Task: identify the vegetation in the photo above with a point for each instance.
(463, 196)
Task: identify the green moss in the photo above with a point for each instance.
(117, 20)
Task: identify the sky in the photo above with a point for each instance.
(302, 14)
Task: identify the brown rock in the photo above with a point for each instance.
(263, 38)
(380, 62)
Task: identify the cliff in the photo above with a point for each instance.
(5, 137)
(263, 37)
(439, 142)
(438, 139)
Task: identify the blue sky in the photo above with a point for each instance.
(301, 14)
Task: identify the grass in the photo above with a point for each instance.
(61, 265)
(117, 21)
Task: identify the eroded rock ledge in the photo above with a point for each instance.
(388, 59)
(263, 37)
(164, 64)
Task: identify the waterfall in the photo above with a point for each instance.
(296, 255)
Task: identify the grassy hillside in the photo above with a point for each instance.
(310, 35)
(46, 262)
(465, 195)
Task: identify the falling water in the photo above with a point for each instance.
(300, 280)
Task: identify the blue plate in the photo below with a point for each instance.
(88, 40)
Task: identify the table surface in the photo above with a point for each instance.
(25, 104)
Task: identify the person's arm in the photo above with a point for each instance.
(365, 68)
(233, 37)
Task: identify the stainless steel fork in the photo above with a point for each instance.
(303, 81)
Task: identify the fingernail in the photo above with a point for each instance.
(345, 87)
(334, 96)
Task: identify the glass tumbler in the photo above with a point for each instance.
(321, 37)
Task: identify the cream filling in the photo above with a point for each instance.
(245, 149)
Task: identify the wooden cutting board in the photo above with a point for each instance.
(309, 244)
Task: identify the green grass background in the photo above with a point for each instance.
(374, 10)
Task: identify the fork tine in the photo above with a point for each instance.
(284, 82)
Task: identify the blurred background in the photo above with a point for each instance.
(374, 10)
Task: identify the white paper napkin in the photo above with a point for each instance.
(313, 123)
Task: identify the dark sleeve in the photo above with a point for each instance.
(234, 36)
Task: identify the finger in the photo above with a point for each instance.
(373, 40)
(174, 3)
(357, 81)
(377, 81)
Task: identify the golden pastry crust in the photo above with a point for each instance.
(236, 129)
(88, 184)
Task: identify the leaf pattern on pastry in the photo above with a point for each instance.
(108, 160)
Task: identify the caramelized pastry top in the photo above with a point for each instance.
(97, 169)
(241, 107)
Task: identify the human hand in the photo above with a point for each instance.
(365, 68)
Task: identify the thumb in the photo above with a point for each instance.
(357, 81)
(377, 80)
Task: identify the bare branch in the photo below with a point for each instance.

• _Your task_: Transcribe the material above word for word.

• _Exercise solution_:
Task: identify the vegetation in the photo above with a point for each instance.
(463, 196)
Task: identify the green moss in the photo above with a point for each instance.
(117, 20)
Task: identify the sky in the photo above with a point for each instance.
(302, 14)
Task: identify the brown rock in the photo above with a point for each instance.
(263, 38)
(380, 62)
Task: identify the cliff in the photo above with a point for each instance.
(5, 137)
(263, 37)
(439, 142)
(438, 139)
Task: identify the blue sky in the photo above with a point for each instance.
(301, 14)
Task: identify the grass in the photo above with a point for each instance.
(61, 265)
(117, 21)
Task: identify the eroded rock ledge in the photo above with a point for each instance.
(388, 59)
(263, 37)
(164, 64)
Task: identify the waterfall in the photo above with a point for each instance.
(296, 255)
Task: identify the grassy hillside in the photo above with a point for each instance.
(310, 35)
(46, 262)
(465, 195)
Task: identify the falling water in the photo above with a point for each instance.
(300, 280)
Task: identify the blue plate in the photo below with a point for each instance.
(88, 40)
Task: identify the table surface in the photo above with a point for each instance.
(25, 104)
Task: identify the person's arm in the photo above with a point for each instance.
(365, 68)
(233, 37)
Task: identify the stainless steel fork in the photo above with a point for each instance.
(303, 81)
Task: identify the fingernail in the photo above with a point for each instance.
(345, 87)
(334, 96)
Task: identify the glass tumbler in the photo above with a point for each instance.
(321, 37)
Task: identify the cream filling in the photo above with a point for each instance.
(245, 149)
Task: identify the wooden cutting board in the photo above with a point for each instance.
(309, 244)
Task: identify the green grass background in the photo above with a point for each instance.
(374, 10)
Task: identify the fork tine in the photo above with a point for each instance.
(284, 82)
Task: identify the blurred background in the photo above with a point for each instance.
(374, 10)
Task: identify the white paper napkin in the photo above with a point for each instance.
(313, 123)
Task: identify the dark sleeve in the photo above with a point for each instance.
(234, 36)
Task: identify the finger in the photo above with a point for each instance.
(373, 40)
(174, 3)
(357, 81)
(377, 81)
Task: identify the golden pastry crust in the photo above with a point for each instance.
(236, 129)
(88, 184)
Task: identify the leaf pattern on pastry in the photo above with a point for each instance.
(108, 160)
Task: identify the caramelized pastry top in the photo above with a point for each instance.
(97, 169)
(241, 107)
Task: identify the human hand in the photo above with a point for each instance.
(365, 68)
Task: identify the thumb in the photo above with a point for each instance.
(357, 81)
(377, 80)
Task: identify the bare branch in the photo below with a point for each instance.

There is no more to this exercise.